◆ **DATA FOR PROCESSING**
•••••
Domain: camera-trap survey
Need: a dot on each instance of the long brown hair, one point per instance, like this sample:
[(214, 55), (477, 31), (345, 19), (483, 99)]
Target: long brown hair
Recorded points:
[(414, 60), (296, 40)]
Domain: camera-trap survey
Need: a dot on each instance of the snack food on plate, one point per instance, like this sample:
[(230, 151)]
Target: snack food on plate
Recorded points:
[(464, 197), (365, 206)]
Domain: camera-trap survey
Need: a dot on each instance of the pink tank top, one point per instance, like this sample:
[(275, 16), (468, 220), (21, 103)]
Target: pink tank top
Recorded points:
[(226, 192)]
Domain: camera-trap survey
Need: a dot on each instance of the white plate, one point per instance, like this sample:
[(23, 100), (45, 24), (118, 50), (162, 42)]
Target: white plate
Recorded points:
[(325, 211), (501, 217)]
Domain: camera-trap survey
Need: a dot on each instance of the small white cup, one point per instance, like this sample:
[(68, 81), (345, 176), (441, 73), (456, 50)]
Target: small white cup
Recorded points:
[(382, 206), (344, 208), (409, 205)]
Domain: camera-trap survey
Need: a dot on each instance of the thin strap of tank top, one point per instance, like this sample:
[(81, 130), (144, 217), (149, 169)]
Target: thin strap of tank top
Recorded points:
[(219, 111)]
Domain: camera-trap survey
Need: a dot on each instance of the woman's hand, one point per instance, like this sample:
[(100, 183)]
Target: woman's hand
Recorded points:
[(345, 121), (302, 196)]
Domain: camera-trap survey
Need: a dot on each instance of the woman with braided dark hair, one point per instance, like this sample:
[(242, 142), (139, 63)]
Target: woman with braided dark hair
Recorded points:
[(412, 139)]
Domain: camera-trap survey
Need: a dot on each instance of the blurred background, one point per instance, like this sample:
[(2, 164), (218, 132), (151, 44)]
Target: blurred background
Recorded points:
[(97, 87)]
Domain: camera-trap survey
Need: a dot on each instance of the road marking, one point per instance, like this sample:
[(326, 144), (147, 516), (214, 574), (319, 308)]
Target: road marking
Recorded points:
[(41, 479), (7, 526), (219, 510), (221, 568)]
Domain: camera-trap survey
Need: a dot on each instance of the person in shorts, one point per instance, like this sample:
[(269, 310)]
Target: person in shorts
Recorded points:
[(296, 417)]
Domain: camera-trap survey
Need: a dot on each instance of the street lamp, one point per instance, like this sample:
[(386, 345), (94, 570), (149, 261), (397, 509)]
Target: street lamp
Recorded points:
•••••
◆ **REQUIRED TASK**
Rewrite all of the rows above, changing every "Recorded points" to "Logged points" and leaving everything else as it is.

◆ **WRITTEN REPLY**
Domain: camera-trap survey
Need: a dot on each instance of the long brown hair, one point per instance, like this sample:
[(214, 55), (477, 31), (345, 19), (483, 99)]
Target: long brown hair
Logged points:
[(414, 60), (296, 40)]
Domain: camera-trap survey
Need: a dot on each instance of the snack food on plate, one point per instance, like this sample:
[(230, 151)]
Target: snack food on plate
Logged points:
[(464, 197), (365, 206)]
Domain: camera-trap survey
Need: a dot on each instance of the pink tank top, one point per instance, like this sample:
[(275, 16), (468, 220), (21, 103)]
Target: pink tank top
Logged points:
[(226, 192)]
Domain: camera-trap survey
Need: a dot on each instance of the white plate, one point per instance, like this sample:
[(23, 100), (45, 24), (118, 50), (162, 42)]
Target: white plate
Logged points:
[(325, 211), (501, 217)]
Domain: camera-trap survey
Need: a dot on each instance of the small white cup, one point per instance, like this sample:
[(68, 81), (345, 176), (441, 73), (456, 50)]
Target: small white cup
Logged points:
[(382, 206), (344, 208), (409, 205)]
Domain: camera-trap survey
Need: a dot on each instance of the thin strap of tank top, one point per instance, like this sample:
[(81, 130), (144, 217), (149, 169)]
Target: thin strap of tank top
Logged points:
[(219, 111)]
Domain: camera-trap survey
Need: a dot on each instance of the woman's hand, one point per instance, like this sample:
[(100, 183)]
Target: woman's hand
Logged points:
[(345, 121), (302, 196)]
Domain: camera-trap survey
Need: a dot on each instance of the woman with braided dark hair, one point per instance, like this sample:
[(242, 142), (139, 63)]
Target: woman with braided dark hair
Logged points:
[(412, 139)]
Domain: camera-trap survey
Need: a dot on each instance of the blurred background, one point per instance, like this sample:
[(2, 164), (218, 132), (151, 44)]
Target: blurred background
Logged points:
[(97, 87)]
Domain: camera-trap survey
Need: a dot on each instance of the road marking, one point per instance, like this sample:
[(326, 144), (147, 516), (214, 574), (319, 308)]
Target: road marking
Logged points:
[(41, 479), (7, 526), (219, 510), (221, 568)]
Domain: camera-trap survey
Need: a dot on each instance of the person in shorts, one point per instance, like this sample:
[(269, 310)]
Target: person in shorts
Logged points:
[(296, 417)]
Domain: camera-trap survey
Need: a dot on each instance of the street lamp, one point per instance, like this sample:
[(386, 345), (94, 570), (149, 261), (397, 509)]
Target: street lamp
Logged points:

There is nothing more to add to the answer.